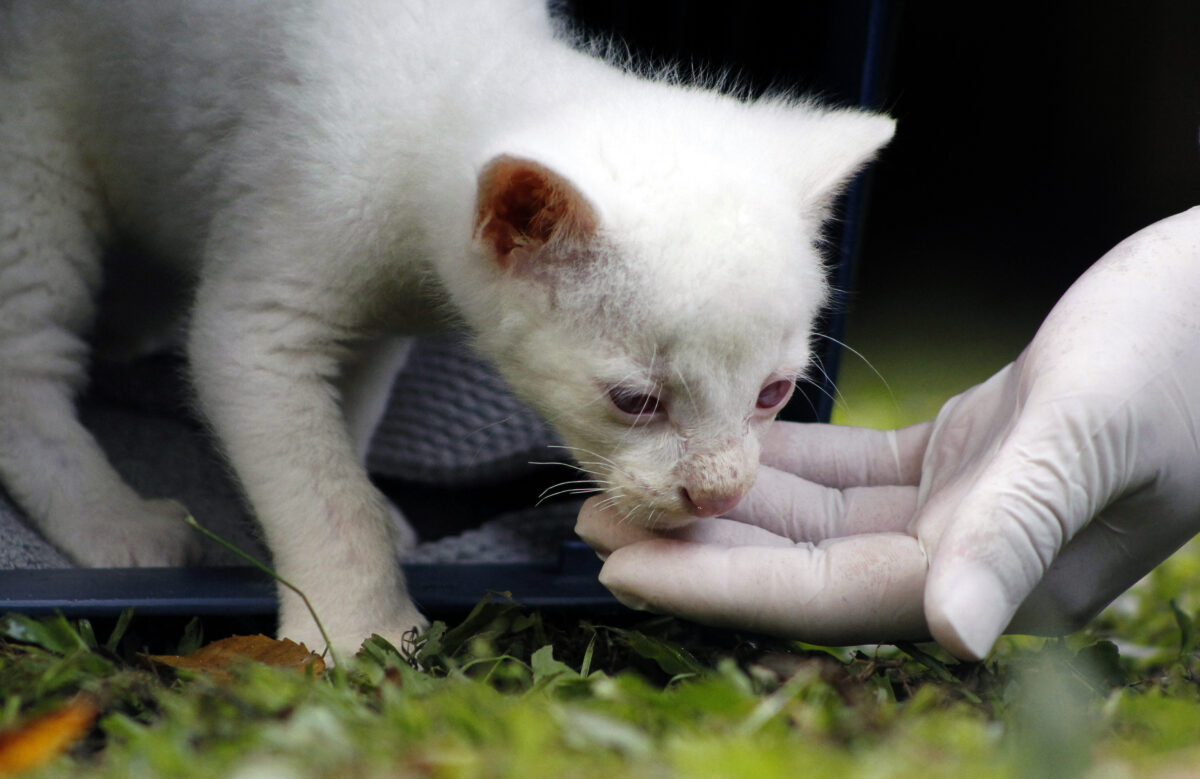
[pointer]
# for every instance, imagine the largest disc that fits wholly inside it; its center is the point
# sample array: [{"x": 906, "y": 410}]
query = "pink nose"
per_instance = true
[{"x": 701, "y": 504}]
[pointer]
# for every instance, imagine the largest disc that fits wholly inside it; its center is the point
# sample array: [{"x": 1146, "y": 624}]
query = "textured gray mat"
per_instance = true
[{"x": 451, "y": 423}]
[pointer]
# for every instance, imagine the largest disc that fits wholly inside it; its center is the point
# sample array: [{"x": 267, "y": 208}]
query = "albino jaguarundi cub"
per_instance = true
[{"x": 317, "y": 180}]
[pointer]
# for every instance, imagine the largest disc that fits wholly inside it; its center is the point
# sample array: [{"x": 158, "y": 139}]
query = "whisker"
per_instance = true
[
  {"x": 563, "y": 484},
  {"x": 861, "y": 357}
]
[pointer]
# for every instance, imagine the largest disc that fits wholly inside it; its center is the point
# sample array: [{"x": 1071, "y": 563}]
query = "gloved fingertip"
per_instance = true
[
  {"x": 619, "y": 591},
  {"x": 966, "y": 610}
]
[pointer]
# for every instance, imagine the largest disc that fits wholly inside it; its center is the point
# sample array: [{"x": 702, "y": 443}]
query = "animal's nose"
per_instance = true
[{"x": 701, "y": 504}]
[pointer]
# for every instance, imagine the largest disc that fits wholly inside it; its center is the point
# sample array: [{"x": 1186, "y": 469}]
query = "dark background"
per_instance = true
[{"x": 1031, "y": 138}]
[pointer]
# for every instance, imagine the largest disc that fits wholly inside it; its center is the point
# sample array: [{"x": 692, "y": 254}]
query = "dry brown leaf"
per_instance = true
[
  {"x": 220, "y": 657},
  {"x": 43, "y": 738}
]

_STATED EXERCISE_
Ignore the images and quote every line of the listing exactly.

_FULL ANSWER_
[pointer]
# for every instance, imagine the largest disc that fits wholly inside it; its center is the point
# sample array: [{"x": 906, "y": 410}]
query = "pink nose"
per_instance = true
[{"x": 701, "y": 504}]
[pointer]
# for every instance, imagine the largest disc that fits wholly inside it; its center is the point
# sample array: [{"x": 1146, "y": 624}]
query = "textured gray mat"
per_instance = true
[{"x": 451, "y": 423}]
[pointer]
# for every instance, imagine the largest disc that fits wholly inside it; its center is the point
# sample array: [{"x": 267, "y": 208}]
query = "albino jaguarundi cub"
per_instance = true
[{"x": 317, "y": 180}]
[pointer]
# for every instance, imagine the largest disc that fits wholly inside it; its center is the point
# sample array: [{"x": 158, "y": 139}]
query = "whisker"
per_instance = true
[
  {"x": 563, "y": 484},
  {"x": 861, "y": 357}
]
[pointer]
# for every instance, imagine the largest disc that fits wholly inside it; its center is the point
# sample array: [{"x": 1071, "y": 563}]
query = "gloved fingertip"
per_instance = true
[
  {"x": 619, "y": 591},
  {"x": 966, "y": 610}
]
[pointer]
# for every instance, imagine the largest disc that fits wholly inside it; its center is the point
# sample array: [{"x": 702, "y": 443}]
query = "animal's nose"
per_instance = true
[{"x": 701, "y": 504}]
[pointer]
# for every instance, imagine the largest disc that fits wholly inside it; its center is the point
# sample array: [{"x": 1186, "y": 469}]
query = "dark background"
per_instance = true
[{"x": 1031, "y": 138}]
[pointer]
# for every instance, imagine the largest disc that fits wholly inside it; its center is the point
# sample array: [{"x": 692, "y": 254}]
query = "dry brown leaf"
per_instance = true
[
  {"x": 220, "y": 657},
  {"x": 43, "y": 738}
]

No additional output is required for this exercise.